**Given records**.
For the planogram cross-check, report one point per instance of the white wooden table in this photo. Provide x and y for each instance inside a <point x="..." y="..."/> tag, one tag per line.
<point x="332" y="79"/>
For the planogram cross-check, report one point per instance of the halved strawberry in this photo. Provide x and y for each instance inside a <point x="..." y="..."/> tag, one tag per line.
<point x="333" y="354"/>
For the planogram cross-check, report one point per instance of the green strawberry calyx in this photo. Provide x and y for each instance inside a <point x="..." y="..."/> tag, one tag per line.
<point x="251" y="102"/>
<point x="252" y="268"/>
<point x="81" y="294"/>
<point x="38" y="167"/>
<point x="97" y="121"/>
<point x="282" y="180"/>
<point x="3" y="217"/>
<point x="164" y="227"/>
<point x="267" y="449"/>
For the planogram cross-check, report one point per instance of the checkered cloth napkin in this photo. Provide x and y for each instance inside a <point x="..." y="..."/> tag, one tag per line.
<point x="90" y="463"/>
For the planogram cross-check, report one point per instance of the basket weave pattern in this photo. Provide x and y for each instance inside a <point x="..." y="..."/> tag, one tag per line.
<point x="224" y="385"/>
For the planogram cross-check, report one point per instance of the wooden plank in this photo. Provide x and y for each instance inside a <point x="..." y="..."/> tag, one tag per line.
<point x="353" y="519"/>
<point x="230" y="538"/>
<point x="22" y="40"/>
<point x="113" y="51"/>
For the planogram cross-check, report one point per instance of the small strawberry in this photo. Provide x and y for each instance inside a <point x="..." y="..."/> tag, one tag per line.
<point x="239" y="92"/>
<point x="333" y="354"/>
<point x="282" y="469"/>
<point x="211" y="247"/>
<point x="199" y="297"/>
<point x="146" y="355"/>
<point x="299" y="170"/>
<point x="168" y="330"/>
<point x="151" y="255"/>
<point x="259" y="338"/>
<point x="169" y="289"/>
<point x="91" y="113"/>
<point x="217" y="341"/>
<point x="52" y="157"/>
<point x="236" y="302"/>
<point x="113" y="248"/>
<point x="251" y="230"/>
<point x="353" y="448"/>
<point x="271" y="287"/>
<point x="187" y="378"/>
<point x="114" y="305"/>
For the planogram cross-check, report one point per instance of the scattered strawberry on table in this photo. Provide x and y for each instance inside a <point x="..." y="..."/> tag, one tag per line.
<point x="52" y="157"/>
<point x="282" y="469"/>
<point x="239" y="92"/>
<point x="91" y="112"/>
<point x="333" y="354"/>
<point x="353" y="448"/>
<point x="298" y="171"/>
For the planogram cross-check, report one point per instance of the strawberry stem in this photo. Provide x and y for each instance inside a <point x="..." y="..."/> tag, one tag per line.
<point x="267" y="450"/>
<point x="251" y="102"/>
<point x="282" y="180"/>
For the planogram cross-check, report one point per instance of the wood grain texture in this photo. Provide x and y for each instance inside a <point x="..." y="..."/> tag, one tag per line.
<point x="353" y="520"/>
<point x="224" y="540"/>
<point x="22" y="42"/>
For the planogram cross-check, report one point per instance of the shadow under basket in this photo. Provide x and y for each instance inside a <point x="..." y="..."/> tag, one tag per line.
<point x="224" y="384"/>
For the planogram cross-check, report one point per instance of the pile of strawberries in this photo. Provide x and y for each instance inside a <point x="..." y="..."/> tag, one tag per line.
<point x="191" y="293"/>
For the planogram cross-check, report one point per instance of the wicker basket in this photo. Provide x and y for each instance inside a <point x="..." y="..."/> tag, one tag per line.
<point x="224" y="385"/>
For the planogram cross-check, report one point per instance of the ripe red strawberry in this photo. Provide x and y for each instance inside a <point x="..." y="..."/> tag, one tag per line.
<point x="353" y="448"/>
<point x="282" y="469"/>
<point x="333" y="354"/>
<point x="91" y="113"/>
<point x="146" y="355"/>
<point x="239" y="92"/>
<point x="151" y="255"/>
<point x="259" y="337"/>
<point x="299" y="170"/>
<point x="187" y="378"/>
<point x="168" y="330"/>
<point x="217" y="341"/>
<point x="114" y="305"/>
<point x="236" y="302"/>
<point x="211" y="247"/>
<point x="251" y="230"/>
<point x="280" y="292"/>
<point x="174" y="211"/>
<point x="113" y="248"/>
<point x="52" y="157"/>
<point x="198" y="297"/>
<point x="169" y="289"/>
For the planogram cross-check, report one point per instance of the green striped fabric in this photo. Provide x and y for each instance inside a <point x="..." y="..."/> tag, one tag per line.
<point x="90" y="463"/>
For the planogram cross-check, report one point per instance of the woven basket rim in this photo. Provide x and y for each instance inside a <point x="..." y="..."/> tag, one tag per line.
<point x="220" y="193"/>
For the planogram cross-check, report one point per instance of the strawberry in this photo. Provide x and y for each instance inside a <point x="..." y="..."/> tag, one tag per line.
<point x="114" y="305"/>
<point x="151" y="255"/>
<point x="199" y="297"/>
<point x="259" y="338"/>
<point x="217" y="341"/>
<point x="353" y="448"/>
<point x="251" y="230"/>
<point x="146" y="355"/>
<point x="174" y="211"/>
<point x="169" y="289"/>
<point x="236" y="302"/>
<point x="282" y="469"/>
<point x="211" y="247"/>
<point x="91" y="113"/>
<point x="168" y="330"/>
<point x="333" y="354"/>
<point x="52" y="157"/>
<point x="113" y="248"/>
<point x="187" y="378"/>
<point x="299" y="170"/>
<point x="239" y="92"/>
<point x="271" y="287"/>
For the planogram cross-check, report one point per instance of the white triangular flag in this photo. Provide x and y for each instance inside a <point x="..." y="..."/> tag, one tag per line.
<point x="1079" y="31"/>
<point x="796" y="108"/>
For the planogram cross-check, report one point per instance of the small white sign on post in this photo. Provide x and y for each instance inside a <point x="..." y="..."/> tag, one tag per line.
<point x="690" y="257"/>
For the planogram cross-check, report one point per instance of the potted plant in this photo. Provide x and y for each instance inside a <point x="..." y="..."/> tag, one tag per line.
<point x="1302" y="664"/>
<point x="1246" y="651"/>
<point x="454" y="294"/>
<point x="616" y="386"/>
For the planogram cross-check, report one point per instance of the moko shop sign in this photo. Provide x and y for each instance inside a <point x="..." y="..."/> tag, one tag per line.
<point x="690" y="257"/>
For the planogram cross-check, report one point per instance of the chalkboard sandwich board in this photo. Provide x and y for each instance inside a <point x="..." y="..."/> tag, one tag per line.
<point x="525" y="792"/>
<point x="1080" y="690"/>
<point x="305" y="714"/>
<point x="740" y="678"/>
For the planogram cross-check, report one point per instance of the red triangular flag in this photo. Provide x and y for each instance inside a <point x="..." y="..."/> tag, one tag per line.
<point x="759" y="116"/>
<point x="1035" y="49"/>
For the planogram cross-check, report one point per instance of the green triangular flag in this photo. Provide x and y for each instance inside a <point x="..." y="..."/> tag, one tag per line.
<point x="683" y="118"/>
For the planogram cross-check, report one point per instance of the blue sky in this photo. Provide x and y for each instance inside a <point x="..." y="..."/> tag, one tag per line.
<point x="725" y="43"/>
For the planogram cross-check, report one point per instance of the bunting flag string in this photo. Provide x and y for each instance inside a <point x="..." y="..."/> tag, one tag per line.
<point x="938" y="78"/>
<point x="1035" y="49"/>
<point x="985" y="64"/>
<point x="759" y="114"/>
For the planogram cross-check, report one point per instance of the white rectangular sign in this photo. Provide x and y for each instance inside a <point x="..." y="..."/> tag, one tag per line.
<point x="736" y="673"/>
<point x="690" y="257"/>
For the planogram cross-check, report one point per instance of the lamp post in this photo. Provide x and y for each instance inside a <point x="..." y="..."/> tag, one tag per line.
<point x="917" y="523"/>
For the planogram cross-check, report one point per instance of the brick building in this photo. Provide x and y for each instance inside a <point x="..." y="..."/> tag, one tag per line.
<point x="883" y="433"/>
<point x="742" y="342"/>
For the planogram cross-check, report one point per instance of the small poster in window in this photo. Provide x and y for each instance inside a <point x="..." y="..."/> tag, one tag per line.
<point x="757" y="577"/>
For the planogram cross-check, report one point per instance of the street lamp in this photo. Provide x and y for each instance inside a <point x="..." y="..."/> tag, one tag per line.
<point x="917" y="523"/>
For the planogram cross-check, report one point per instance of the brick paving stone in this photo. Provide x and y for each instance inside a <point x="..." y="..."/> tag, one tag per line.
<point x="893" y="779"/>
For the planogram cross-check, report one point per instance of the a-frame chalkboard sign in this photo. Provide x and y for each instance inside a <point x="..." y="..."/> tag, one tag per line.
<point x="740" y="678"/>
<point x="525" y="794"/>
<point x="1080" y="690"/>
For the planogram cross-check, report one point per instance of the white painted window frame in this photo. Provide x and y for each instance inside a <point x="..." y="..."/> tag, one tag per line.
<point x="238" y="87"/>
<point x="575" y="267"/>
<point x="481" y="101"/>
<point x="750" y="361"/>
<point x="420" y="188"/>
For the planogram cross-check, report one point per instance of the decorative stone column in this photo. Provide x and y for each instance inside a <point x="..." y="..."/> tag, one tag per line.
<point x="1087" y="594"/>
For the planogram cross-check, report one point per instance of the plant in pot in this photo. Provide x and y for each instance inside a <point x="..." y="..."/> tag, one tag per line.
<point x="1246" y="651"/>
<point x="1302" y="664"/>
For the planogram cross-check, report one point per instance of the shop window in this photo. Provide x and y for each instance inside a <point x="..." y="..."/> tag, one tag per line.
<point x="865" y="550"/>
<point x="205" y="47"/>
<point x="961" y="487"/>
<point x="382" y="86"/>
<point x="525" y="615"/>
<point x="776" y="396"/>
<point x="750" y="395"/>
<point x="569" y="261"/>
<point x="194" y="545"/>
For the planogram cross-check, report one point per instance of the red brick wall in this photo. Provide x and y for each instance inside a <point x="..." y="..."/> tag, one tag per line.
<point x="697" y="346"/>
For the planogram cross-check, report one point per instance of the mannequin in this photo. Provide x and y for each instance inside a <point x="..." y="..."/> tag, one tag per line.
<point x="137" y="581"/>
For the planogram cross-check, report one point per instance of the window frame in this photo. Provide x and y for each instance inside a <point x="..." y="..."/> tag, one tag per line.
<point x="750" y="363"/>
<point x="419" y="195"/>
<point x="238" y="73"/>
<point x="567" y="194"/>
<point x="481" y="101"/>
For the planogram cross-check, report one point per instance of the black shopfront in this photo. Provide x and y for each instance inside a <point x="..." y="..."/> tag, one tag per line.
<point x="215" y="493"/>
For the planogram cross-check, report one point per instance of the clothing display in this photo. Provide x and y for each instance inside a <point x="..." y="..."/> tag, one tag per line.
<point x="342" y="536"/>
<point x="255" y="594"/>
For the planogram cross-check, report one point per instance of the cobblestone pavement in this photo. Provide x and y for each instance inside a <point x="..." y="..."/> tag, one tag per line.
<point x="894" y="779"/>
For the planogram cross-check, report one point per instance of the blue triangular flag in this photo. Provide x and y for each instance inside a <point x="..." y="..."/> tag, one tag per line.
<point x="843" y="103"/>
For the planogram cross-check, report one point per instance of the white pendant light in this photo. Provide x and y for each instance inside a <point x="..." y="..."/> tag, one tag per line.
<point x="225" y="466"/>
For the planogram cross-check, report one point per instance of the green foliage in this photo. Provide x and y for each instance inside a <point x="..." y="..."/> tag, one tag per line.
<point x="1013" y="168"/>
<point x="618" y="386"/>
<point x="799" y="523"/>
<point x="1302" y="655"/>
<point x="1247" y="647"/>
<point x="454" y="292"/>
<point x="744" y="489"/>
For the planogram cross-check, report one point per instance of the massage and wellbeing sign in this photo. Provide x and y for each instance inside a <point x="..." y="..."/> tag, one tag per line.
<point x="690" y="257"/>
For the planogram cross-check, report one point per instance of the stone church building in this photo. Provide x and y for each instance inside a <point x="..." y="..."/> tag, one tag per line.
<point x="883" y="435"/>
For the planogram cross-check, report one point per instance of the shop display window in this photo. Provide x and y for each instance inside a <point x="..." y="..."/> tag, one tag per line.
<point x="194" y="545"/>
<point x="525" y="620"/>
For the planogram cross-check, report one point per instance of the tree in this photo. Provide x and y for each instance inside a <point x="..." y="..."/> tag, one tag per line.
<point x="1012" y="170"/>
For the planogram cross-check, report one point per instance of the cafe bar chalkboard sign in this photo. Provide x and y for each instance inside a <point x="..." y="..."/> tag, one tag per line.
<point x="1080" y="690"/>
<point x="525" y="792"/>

**Written request**.
Copy out everything from the line containing "of the massage" down to the final line, swapping "planogram cross-check" for "shelf audit" and leaving all else unchanged.

**Response for this exercise**.
For the shelf audit, report one point per instance of the massage and wellbeing sign in this photo. Provide x and y for each instance inside a <point x="..." y="..."/> tag, one tag per line.
<point x="690" y="257"/>
For the shelf audit, report one point per instance of the stone church building in this photo. Provide x and y for each instance inside a <point x="..." y="..."/> tag, one tag per line.
<point x="883" y="435"/>
For the shelf audit, report one point per instance of the shop display window in this photo. Provide x and y for each instance inside a <point x="..." y="..."/> tag, one tag per line.
<point x="194" y="545"/>
<point x="525" y="620"/>
For the shelf audit, report one point per instance of the tree in this photo. Provide x and y for each instance inside a <point x="..." y="..."/> tag, one tag per line.
<point x="1012" y="170"/>
For the shelf audit, report one point per instance of the cafe bar chalkboard sign in this photo. Provide x and y for each instance inside a <point x="..." y="..."/> tag, one tag per line.
<point x="1080" y="690"/>
<point x="525" y="792"/>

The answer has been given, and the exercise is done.